Excerto →
'''

Chamada de Trabalhos | Reparar (n)o Irreparável (N.º 13) | Encerrada
Editoras temáticas: Ana Cristina Pereira (Universidade do Minho, Portugal), Gessica Correia Borges (Universidade do Minho, Portugal) e Marta Lança (BUALA)
Propomos, neste novo número da Vista, pensar as reparações do mundo estilhaçado em que vivemos enquanto um programa de contravisualidade, no sentido em que procura compreender a mentira instituída pela visualidade e propor-lhe alternativas (Mirzoeff, 2011, 2023). Esta sugestão comporta a consciência da sua própria impossibilidade conceptual e ética, uma vez que implicaria acabar com este mundo para que uma nova possibilidade de vida pudesse emergir (Ferreira da Silva, 2022; Mbembe, 2020/2021). No entanto, a consciência do direito à reparação é tão antiga como o colonialismo e a escravatura, e tem sido uma demanda das vítimas desses processos históricos (Araujo, 2017; Azoulay, 2019; Savoy, 2022). Face à impossibilidade de reparar a brutalidade da violência colonial (Mbembe, 2020/2021) — a ocupação, a espoliação, o etnocídio, o desenraizamento, os raptos, as violações, o epistemicídio, o saque em grande escala, e o extrativismo — é preciso, ainda assim, fazer a sua “necrologia” (Hicks, 2020), insistir no gesto de reparação, através de uma “ética da incomensurabilidade” (Tuck & Yang, 2012), parte essencial de um processo de cura e cuidado permanentes.
Hoje, por todo o mundo, governos de antigas potências coloniais e instituições — como a universidade e o museu — estão a ser pressionados para estabelecer políticas de reparação. Nestas se incluem acautelar os direitos dos descendentes de espoliados e escravizados, pedidos de desculpa pelas atrocidades do colonialismo e pela prática da escravatura em larga escala, a implementação de políticas afirmativas (por exemplo, quotas étnico-raciais no acesso à universidade e aos lugares de decisão nas estruturas), a revisão das narrativas históricas e, consequentemente, dos curricula (através da inclusão de narrativas, sujeitos históricos e artistas até agora excluídos), a devolução de objetos saqueados, a descolonização do espaço público (por exemplo, através do desmantelamento de estátuas racistas e a memorialização às vítimas da escravatura), o perdão de dívidas odiosas e o pagamento de indemnizações.

'''

Tarefa pedida 1 → Na chamada de trabalhos sobre reparação, que duas instituições são apontadas como exemplo de entidades pressionadas a adotar políticas de reparação?
Tarefa pedida 2 → Prossegue a chamada de trabalhos sobre reparação a partir da última frase apresentada.
Os itens que vêm a seguir provêm de outra fonte.

Material fornecido →
'''

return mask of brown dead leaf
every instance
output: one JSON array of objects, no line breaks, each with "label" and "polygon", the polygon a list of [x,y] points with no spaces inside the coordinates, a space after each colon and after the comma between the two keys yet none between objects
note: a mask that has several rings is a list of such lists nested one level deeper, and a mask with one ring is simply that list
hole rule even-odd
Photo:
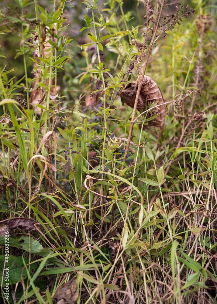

'''

Resposta escrita 1 → A universidade e o museu.

Resposta escrita 2 →
A discussão sobre os processos de reparação não é de hoje, mas tem vindo a ganhar preponderância à escala mundial, e em Portugal aparecem pontualmente vozes que querem participar nessa conversa global, sobretudo na academia, mas também fora dela, como na Assembleia da República, no meio artístico e no ativismo. Destacamos, neste âmbito, o “IV Encontro de Cultura Visual” e a Oficina de Reparações organizados por Ana Cristina Pereira e Inês Beleza Barreiros, coordenadoras do Grupo de Trabalho de Cultura Visual da Associação Portuguesa de Ciências da Comunicação, em colaboração com o teatro da mala voadora (Porto), entre 23 de junho e 8 de julho de 2023, onde se procurou articular práticas artísticas, académicas e do ativismo social em torno do tema reparações. O presente número da Vista pretende também ser uma continuação do trabalho desenvolvido durante esse período.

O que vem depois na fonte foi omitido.